§ **Exercise aim**: All of the data must be returned word for word.

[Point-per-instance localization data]
Segment Open

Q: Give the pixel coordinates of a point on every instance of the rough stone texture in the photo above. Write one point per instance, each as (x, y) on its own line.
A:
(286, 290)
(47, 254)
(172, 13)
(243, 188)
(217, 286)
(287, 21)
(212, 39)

Segment Closed

§ **Solution to the exercise**:
Q: Give the pixel coordinates of a point on every instance of the rough stone texture in the photo above. Write one point per instance, each as (x, y) on its own line.
A:
(286, 290)
(47, 254)
(172, 13)
(243, 188)
(217, 286)
(287, 21)
(212, 39)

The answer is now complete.